■ **Stated exercise a**: Collect every line of the records that contains the string "water", and copy each such line. Treat uppercase and lowercase letters as distinct.

■ **Provided passage**:
- - - -

Manila gets 2 unsolicited railway proposals
MANILA, Philippines – How about railways in the City of Manila?
At the Senate hearing on the local government transportation bill on Monday, September 16, Manila legal officer Michelle Lapuz said the city has received two unsolicited railway proposals.
These are the following:
- Tondo-Binondo-Sta Cruz sky shuttle system - BYD Company and TUV Rheinland
- Roxas Boulevard tram system - consortium of IRC Properties Incorporated and Chinese partners Greenland Holdings Group, Jiangsu Provincial Construction Group, and China Harbour Engineering Company
In a phone interview, Manila Mayor Isko Moreno's chief of staff Cesar Chavez told Rappler that these companies submitted letters of intent.
"There's only one proponent with the alignment and a concept. This is the Tondo-Binondo-Sta Cruz. The proponent is credible, it has a good track record, but we're not taking this seriously yet because they have yet to conduct a feasibility study," Chavez said.
Germany-based TUV Rheinland was earlier tapped by the government to evaluate the unused Dalian trains for the Metro Rail Transit Line 3. Its planned sky shuttle with the China-based BYD Company is an elevated railway system traversing Tondo, Binondo, and Sta Cruz.
Meanwhile, Chavez said the other group wants an at-grade tram along the service road of Roxas Boulevard, crossing Kalaw Avenue, up to Liwasang Bonifacio. Chavez said the proponents of the Roxas Boulevard tram system are the same concessionaires for the Makati Subway project.
The groups' next step is to submit a feasibility study. That's when the city will entertain the proposals seriously, Chavez said.
Under Manila's joint venture (JV) ordinance, public-private partnership (PPP) proposals have to be evaluated after the submission of a feasibility study. Chavez said the city government would create a JV committee to evaluate the technical aspect of a proposal, and then its financial viability.

- - - -

■ **Dataset records**:
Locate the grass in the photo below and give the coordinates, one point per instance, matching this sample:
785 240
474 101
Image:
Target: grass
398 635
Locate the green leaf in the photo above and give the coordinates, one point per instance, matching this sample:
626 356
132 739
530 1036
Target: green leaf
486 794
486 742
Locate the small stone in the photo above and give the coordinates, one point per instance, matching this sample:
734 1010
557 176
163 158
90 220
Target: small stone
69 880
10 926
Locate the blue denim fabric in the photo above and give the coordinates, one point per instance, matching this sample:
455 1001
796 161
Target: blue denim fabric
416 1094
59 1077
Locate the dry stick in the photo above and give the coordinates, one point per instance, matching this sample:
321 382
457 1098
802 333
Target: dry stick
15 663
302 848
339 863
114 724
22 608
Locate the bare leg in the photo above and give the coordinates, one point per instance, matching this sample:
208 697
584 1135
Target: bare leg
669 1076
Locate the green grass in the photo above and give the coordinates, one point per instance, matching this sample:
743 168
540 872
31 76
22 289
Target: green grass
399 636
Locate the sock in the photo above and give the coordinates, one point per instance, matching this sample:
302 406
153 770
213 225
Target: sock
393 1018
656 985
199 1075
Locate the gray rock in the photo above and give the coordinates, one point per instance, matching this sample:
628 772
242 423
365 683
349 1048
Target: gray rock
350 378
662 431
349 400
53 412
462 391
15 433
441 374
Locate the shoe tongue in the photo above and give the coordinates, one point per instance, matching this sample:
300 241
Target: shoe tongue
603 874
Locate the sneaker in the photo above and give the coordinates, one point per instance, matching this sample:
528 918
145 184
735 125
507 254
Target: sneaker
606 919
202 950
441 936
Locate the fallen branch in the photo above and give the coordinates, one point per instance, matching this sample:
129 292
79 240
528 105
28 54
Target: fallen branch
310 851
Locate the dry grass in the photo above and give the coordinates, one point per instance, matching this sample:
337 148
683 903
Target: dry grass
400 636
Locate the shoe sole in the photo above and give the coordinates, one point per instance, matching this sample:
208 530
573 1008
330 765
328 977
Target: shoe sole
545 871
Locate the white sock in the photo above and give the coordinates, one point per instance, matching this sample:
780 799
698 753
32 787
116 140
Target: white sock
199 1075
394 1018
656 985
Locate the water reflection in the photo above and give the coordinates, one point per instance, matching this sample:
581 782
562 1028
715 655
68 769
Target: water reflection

- - - -

■ **Stated exercise b**: Reproduce the entire article on Manila's railway proposals word for word.

■ **Written reply a**:
Locate the water reflection in the photo above and give the coordinates, one point per instance, matching this sample:
Target: water reflection

■ **Written reply b**:
Manila gets 2 unsolicited railway proposals
MANILA, Philippines – How about railways in the City of Manila?
At the Senate hearing on the local government transportation bill on Monday, September 16, Manila legal officer Michelle Lapuz said the city has received two unsolicited railway proposals.
These are the following:
- Tondo-Binondo-Sta Cruz sky shuttle system - BYD Company and TUV Rheinland
- Roxas Boulevard tram system - consortium of IRC Properties Incorporated and Chinese partners Greenland Holdings Group, Jiangsu Provincial Construction Group, and China Harbour Engineering Company
In a phone interview, Manila Mayor Isko Moreno's chief of staff Cesar Chavez told Rappler that these companies submitted letters of intent.
"There's only one proponent with the alignment and a concept. This is the Tondo-Binondo-Sta Cruz. The proponent is credible, it has a good track record, but we're not taking this seriously yet because they have yet to conduct a feasibility study," Chavez said.
Germany-based TUV Rheinland was earlier tapped by the government to evaluate the unused Dalian trains for the Metro Rail Transit Line 3. Its planned sky shuttle with the China-based BYD Company is an elevated railway system traversing Tondo, Binondo, and Sta Cruz.
Meanwhile, Chavez said the other group wants an at-grade tram along the service road of Roxas Boulevard, crossing Kalaw Avenue, up to Liwasang Bonifacio. Chavez said the proponents of the Roxas Boulevard tram system are the same concessionaires for the Makati Subway project.
The groups' next step is to submit a feasibility study. That's when the city will entertain the proposals seriously, Chavez said.
Under Manila's joint venture (JV) ordinance, public-private partnership (PPP) proposals have to be evaluated after the submission of a feasibility study. Chavez said the city government would create a JV committee to evaluate the technical aspect of a proposal, and then its financial viability.